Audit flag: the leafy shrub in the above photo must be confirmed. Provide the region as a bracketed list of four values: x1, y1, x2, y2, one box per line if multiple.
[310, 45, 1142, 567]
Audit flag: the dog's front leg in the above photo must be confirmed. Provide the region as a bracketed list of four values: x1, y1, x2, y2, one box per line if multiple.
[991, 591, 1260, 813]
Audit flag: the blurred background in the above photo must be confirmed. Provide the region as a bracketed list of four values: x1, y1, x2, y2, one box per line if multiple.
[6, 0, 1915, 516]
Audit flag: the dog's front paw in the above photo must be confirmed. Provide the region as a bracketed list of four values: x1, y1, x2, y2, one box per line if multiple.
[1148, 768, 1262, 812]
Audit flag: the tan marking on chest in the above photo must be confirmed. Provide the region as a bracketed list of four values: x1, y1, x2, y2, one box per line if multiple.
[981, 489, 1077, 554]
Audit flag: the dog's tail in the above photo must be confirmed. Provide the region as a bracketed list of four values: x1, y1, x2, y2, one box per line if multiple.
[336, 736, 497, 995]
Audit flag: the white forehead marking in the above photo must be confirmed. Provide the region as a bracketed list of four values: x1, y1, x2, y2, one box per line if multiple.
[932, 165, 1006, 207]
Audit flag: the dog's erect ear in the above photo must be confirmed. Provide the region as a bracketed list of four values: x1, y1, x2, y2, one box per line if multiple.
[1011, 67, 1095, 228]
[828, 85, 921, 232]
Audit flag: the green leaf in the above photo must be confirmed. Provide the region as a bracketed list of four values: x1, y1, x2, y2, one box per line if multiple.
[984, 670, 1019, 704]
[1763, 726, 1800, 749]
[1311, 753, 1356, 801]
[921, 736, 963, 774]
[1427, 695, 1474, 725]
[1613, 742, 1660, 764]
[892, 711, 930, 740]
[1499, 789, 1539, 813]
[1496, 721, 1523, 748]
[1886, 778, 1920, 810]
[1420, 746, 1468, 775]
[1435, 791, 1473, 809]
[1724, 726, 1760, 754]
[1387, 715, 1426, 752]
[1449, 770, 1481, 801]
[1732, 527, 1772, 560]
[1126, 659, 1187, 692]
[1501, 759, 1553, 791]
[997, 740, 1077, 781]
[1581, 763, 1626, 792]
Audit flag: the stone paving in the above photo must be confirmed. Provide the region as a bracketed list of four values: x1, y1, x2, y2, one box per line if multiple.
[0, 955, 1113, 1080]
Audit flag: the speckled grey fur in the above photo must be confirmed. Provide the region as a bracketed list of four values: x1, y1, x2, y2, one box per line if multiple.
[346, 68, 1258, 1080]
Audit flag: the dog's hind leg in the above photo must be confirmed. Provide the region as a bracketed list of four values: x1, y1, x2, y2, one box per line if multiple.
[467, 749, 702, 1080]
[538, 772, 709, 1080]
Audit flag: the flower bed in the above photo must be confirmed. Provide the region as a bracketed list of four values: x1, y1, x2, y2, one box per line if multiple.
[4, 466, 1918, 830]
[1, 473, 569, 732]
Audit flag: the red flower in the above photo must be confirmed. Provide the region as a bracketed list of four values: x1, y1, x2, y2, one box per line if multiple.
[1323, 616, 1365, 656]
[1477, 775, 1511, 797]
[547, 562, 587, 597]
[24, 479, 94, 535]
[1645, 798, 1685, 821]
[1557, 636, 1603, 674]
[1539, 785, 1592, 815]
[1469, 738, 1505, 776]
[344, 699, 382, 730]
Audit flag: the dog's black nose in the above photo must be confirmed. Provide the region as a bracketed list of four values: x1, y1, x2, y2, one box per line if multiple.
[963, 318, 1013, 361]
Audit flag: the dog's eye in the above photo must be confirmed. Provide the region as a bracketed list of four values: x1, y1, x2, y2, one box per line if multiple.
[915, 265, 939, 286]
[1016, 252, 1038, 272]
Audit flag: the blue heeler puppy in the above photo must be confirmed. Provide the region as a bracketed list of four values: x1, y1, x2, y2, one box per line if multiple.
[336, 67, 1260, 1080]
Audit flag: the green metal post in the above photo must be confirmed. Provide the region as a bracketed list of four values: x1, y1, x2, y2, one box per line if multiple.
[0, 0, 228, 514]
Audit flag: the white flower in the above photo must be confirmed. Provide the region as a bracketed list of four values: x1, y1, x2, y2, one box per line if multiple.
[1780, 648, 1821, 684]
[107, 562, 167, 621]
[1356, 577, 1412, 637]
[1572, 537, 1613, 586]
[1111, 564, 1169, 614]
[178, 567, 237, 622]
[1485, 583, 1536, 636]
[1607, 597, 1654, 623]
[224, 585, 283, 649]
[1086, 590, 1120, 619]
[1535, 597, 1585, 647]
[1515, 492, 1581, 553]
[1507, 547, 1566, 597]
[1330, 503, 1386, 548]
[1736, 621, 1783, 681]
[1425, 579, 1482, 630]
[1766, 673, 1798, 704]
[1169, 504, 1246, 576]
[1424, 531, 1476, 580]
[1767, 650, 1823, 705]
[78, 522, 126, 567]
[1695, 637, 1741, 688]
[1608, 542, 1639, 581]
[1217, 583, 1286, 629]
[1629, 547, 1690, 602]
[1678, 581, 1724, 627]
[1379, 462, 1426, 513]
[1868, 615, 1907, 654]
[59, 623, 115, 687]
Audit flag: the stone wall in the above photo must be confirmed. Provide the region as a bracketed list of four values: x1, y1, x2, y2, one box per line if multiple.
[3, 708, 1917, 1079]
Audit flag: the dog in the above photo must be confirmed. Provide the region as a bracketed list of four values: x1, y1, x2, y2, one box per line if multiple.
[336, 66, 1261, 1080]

· · ·

To do: Line by line, write out the whole listing exactly.

Task answer:
Audit flag: the leafy shrub in the above photo must be confirmed. Provide the region as a bracketed list of four values: x1, y1, x2, y2, one box per line if multiple.
[310, 45, 1142, 567]
Audit flag: the dog's front leg in the above photo must be confirmed. Provide the region as a bracketed list of four values: x1, y1, x2, y2, one box per line if multiple.
[991, 591, 1260, 813]
Audit flag: the blurred background in the above photo must be confirmed. Provide the region as a bracketed list of four values: x1, y1, x2, y2, one box per line if multiple.
[6, 0, 1915, 516]
Audit flag: the dog's front paw in the above photo must be confirmed. Provide the region as a bracketed list of four values: x1, y1, x2, y2, one box per line if multiple.
[1148, 768, 1262, 812]
Audit flag: the tan marking on chest in the above photo must be confirmed. Provide the region as a bracketed list of four values: x1, y1, x2, y2, one box per line if multiple.
[981, 489, 1077, 554]
Audit flag: the dog's tail in the above photo must be confirmed. Provide the region as a bracketed list of four values: x1, y1, x2, y2, one box per line if multiple.
[336, 736, 497, 995]
Audit flag: the white forehead marking in the above photo must be confirmed. Provide the region as a bracketed list of four values: x1, y1, x2, y2, one box per line if multiple.
[932, 165, 1006, 207]
Audit flag: the dog's erect ear in the above photo must be confirmed. Provide the region as a bracketed list of four values: x1, y1, x2, y2, one box per line if multiple.
[1011, 67, 1095, 228]
[828, 85, 921, 232]
Audit flag: the green leaf in the above photo must be confirmed. Provide the region as a bracketed list of four values: x1, y1, x2, y2, one box per line if multiple.
[984, 670, 1019, 704]
[1763, 726, 1800, 749]
[1311, 753, 1356, 801]
[921, 736, 963, 774]
[1427, 695, 1474, 725]
[1613, 742, 1660, 764]
[892, 711, 930, 740]
[1499, 789, 1539, 813]
[1496, 721, 1523, 748]
[1886, 778, 1920, 810]
[1420, 746, 1468, 775]
[1435, 791, 1473, 809]
[1724, 726, 1760, 754]
[1387, 715, 1426, 752]
[1449, 770, 1481, 801]
[1732, 527, 1772, 560]
[1126, 659, 1187, 692]
[1501, 759, 1553, 791]
[997, 740, 1077, 781]
[1581, 763, 1626, 792]
Audit flag: the stone paving in the above photo must be confirmed. Provide the region as a bracketed list of four values: x1, y1, x2, y2, one box per line if multiple.
[0, 955, 1113, 1080]
Audit flag: the speckled grey fur in the above photo must be confirmed. Provide the region as a bracketed list of four values: x1, y1, x2, y2, one box per line if multiple.
[346, 68, 1258, 1080]
Audit flag: the dog's hind leg in the above photo must be confirmed. Provide the region as a bracketed list of four values: x1, y1, x2, y2, one box per line if multiple.
[467, 749, 702, 1080]
[538, 772, 709, 1080]
Audit flag: the flower bed in the above photo must be confirmed. Provide the region as a bracketed list of four values: x1, y1, x2, y2, one box per line if multiple.
[4, 466, 1918, 830]
[1, 473, 569, 732]
Audit flag: the red flower in the above photo must be confirmed. Provide the region as a bracketed list of four values: x1, y1, x2, y2, one box per line if multiple.
[1323, 616, 1365, 656]
[1477, 775, 1511, 797]
[547, 562, 587, 597]
[24, 479, 94, 535]
[1645, 798, 1685, 821]
[1557, 636, 1603, 674]
[1539, 785, 1592, 815]
[1469, 738, 1505, 776]
[344, 699, 382, 730]
Audit flag: the dog's black nose in the above photo must be confirmed. Provide the region as a bracketed list of four values: x1, y1, x2, y2, one box per line if multiple.
[963, 318, 1013, 361]
Audit flag: the dog's eye in the above photo must be confirmed. Provide the region as a bracketed list of four values: x1, y1, x2, y2, one box per line if multiple.
[915, 265, 939, 286]
[1016, 252, 1038, 272]
Audit flag: the blue heeler puppy in the above photo must be confirmed. Provide the region as a bracketed list of four values: x1, y1, x2, y2, one box per line if multiple.
[336, 67, 1260, 1080]
Audit flag: the green metal post in the above photo must be confirmed. Provide the region as a bracketed list of four values: x1, y1, x2, y2, one box per line if multiple.
[0, 0, 228, 514]
Audit flag: the white flower in the above photo must be confirmed. Provide the region as a bracketed list of four values: x1, y1, x2, y2, one box per line if multiple.
[1780, 648, 1821, 684]
[107, 562, 167, 621]
[1356, 577, 1412, 637]
[1572, 537, 1613, 586]
[1111, 564, 1169, 614]
[178, 567, 237, 622]
[1485, 583, 1536, 636]
[1607, 597, 1654, 623]
[224, 585, 283, 649]
[1086, 590, 1120, 619]
[1535, 597, 1585, 647]
[1515, 492, 1581, 553]
[1507, 547, 1566, 597]
[1330, 503, 1386, 548]
[1736, 621, 1783, 681]
[1425, 579, 1482, 630]
[1766, 673, 1798, 704]
[1169, 504, 1246, 576]
[1424, 531, 1476, 580]
[1767, 650, 1823, 705]
[78, 522, 126, 567]
[1695, 637, 1741, 688]
[1608, 542, 1639, 581]
[1217, 583, 1286, 629]
[1629, 547, 1690, 602]
[1678, 581, 1724, 627]
[1379, 462, 1426, 513]
[1868, 615, 1907, 654]
[59, 623, 115, 687]
Audit flag: the stone wall in the above photo must be confirmed. Provide the region as a bracketed list of four values: x1, y1, x2, y2, one box per line if multiple.
[3, 708, 1917, 1079]
Audit flag: the dog in the above photo must be confirmed. Provide the region as a bracketed list of four values: x1, y1, x2, y2, one box per line if multiple.
[336, 66, 1261, 1080]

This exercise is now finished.